§ REQUIRED WORK: Retype the lines of the items from the line with "Target: cat's pink nose" to the line with "110), (96, 110)]", including both of those lines, without changing anything.

§ RECORDS FOR THE EXERCISE:
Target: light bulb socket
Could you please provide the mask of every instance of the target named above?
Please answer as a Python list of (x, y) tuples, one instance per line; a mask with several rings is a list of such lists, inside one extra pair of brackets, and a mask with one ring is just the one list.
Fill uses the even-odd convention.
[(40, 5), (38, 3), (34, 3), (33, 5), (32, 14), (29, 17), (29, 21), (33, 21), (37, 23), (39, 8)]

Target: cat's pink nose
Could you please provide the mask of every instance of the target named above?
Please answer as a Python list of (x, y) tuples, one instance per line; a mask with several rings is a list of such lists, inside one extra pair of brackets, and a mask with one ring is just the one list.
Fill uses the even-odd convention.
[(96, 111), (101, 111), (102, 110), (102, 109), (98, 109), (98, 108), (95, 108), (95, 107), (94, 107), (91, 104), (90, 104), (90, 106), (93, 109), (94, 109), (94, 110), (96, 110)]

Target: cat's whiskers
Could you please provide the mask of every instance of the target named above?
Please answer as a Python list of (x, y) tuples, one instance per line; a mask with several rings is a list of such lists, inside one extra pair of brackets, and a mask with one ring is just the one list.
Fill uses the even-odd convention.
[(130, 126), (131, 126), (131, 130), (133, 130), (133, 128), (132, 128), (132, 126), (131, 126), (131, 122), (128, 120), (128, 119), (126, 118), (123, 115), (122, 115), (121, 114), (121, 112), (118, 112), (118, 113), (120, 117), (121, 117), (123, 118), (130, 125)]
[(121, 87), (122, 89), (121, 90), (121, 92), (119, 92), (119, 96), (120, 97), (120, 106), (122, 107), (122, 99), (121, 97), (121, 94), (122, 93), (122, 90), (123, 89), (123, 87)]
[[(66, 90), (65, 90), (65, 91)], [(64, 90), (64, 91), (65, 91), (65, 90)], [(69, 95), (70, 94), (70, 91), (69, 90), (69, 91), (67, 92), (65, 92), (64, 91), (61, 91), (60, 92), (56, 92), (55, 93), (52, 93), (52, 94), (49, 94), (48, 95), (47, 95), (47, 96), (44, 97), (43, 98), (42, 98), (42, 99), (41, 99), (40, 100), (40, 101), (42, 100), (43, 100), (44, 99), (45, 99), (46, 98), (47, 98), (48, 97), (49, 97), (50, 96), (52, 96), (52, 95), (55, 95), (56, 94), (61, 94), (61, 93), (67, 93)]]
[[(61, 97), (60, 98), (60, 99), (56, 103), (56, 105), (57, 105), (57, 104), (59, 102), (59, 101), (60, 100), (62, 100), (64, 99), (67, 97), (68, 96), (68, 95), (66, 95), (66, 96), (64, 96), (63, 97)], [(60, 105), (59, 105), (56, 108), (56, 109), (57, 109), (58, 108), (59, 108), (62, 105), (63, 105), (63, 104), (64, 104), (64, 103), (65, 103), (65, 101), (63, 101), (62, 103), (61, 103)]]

§ TASK ANSWER:
Target: cat's pink nose
Could you please provide the mask of every instance of the target named above?
Please answer as a Python list of (x, y) tuples, one instance per line; a mask with several rings is a list of such lists, inside one extra pair of brackets, and a mask with one ring is just the one list.
Fill uses the even-odd convention.
[(96, 111), (101, 111), (102, 110), (102, 109), (98, 109), (98, 108), (95, 108), (95, 107), (94, 107), (91, 104), (90, 104), (90, 106), (93, 109), (94, 109), (94, 110), (96, 110)]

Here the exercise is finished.